- YOUR OBJECTIVE: Could you rewrite the material below from the line containing "Please locate the open" down to the line containing "Please locate the van", changing "instance" to "occurrence" and leaving everything else unchanged?

- SUPPLIED RECORDS:
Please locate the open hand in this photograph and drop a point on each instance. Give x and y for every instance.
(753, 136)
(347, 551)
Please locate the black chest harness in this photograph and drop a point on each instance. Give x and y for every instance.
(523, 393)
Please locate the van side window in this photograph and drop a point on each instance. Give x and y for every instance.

--

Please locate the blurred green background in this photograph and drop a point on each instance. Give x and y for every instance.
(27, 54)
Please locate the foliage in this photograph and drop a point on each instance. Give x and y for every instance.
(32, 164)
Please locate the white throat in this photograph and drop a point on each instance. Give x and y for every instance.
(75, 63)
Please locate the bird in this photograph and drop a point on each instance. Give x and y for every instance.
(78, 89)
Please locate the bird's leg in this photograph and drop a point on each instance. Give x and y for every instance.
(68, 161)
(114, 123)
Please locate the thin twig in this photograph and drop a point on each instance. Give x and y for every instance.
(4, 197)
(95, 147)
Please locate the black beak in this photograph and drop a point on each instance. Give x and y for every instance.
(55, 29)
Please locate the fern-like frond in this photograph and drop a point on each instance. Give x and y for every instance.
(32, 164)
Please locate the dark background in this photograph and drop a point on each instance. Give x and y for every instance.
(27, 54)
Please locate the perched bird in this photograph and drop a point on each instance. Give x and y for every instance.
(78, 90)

- EXPECTED OUTPUT:
Please locate the open hand in this photograph and drop a point on each occurrence. Give x and y for every occurrence.
(753, 136)
(347, 551)
Please locate the black chest harness in this photograph and drop a point on each occurrence. Give x and y for every occurrence.
(523, 393)
Please locate the van side window in this photograph and drop a point on each occurrence. Give x and y for every occurrence.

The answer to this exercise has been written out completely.